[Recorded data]
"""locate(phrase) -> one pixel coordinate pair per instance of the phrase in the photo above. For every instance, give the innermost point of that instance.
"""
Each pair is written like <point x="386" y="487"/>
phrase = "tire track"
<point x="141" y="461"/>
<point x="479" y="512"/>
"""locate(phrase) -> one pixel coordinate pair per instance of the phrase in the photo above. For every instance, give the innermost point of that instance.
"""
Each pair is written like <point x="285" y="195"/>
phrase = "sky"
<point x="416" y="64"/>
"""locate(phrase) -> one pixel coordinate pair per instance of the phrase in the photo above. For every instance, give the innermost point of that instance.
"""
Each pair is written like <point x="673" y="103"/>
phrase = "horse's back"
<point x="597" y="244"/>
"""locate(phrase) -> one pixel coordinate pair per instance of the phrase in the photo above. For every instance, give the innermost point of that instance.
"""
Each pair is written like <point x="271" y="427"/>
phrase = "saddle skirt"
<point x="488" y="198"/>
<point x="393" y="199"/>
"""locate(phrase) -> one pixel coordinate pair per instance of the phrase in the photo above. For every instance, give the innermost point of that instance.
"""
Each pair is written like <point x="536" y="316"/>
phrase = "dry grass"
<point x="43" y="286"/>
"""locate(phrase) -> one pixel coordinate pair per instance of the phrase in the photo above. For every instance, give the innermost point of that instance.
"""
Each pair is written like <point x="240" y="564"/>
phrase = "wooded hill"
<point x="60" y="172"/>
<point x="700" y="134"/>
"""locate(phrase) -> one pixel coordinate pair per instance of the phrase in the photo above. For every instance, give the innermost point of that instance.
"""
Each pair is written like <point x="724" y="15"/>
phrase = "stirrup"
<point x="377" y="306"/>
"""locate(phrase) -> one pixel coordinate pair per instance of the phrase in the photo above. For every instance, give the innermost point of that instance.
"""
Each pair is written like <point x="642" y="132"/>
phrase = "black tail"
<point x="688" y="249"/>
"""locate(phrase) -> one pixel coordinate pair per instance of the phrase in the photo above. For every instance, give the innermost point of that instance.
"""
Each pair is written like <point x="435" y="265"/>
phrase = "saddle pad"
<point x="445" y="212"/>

Exercise description:
An identical copy of the preceding records should be returned.

Solution for this problem:
"""locate(phrase) -> one pixel coordinate pair per instance of the phrase in the photo above. For every instance, give the innermost point of that instance.
"""
Each pair is written like <point x="386" y="487"/>
phrase = "tire track"
<point x="141" y="461"/>
<point x="479" y="512"/>
"""locate(phrase) -> one pixel coordinate pair per instance of the phrase in the photo above. For every instance, give the innermost point of that instance.
"""
Each pair is written like <point x="285" y="195"/>
phrase = "sky"
<point x="416" y="64"/>
"""locate(phrase) -> one pixel coordinate pair per instance of the phrase in the photo above. For every instance, give the innermost point of that instance.
"""
Each pair is written like <point x="673" y="103"/>
phrase = "horse's back"
<point x="597" y="244"/>
"""locate(phrase) -> one pixel coordinate pair per instance of the phrase in the photo above. For every instance, give the innermost point of that instance.
"""
Each pair is written like <point x="271" y="427"/>
phrase = "saddle skirt"
<point x="488" y="198"/>
<point x="393" y="199"/>
"""locate(phrase) -> one pixel coordinate pair per instance of the phrase in the photo above. For every instance, give the innermost point of that instance.
"""
Each pair is written like <point x="536" y="316"/>
phrase = "dry grass"
<point x="43" y="286"/>
"""locate(phrase) -> one pixel coordinate pair per instance of the phrase in the photo above. For every instance, give the innermost point of that instance.
"""
Each pair is written like <point x="240" y="564"/>
phrase = "wooded hill"
<point x="60" y="172"/>
<point x="700" y="134"/>
"""locate(phrase) -> one pixel coordinate pair per instance of the phrase in the photo above. For every instance, give the innermost point of that instance.
"""
Each pair is written like <point x="724" y="15"/>
phrase = "stirrup"
<point x="377" y="306"/>
"""locate(phrase) -> one pixel coordinate pair per instance of the phrase in the photo above. For every instance, give the innermost point of that instance.
"""
Each pair is written like <point x="642" y="132"/>
phrase = "black tail"
<point x="688" y="249"/>
"""locate(phrase) -> one pixel coordinate pair per instance of the phrase in the photo above. For every instance, give the innermost point of that instance.
"""
Each pair is written like <point x="435" y="265"/>
phrase = "saddle pad"
<point x="445" y="212"/>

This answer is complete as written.